THE EXERCISE -> Beginning at the line that contains "If you could place a marker on the skid", reproduce every line to the end of the material without changing any of them.
[start]
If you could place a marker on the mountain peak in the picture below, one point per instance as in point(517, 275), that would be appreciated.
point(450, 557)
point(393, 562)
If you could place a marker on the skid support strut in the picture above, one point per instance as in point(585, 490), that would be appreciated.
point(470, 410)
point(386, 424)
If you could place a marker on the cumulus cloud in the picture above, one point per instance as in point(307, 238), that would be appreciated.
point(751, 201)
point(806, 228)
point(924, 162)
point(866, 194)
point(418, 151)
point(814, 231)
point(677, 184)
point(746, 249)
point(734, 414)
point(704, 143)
[end]
ANSWER TO THE TASK ->
If you could place a marker on the skid support strut in the picture above, one point per instance as in point(585, 490), that would be appreciated.
point(470, 410)
point(386, 424)
If you could place a marker on the cumulus cloud in the picture above, one point per instance as in point(307, 238), that would be appreciated.
point(751, 201)
point(806, 228)
point(924, 162)
point(866, 194)
point(418, 151)
point(814, 231)
point(677, 184)
point(746, 249)
point(734, 414)
point(704, 143)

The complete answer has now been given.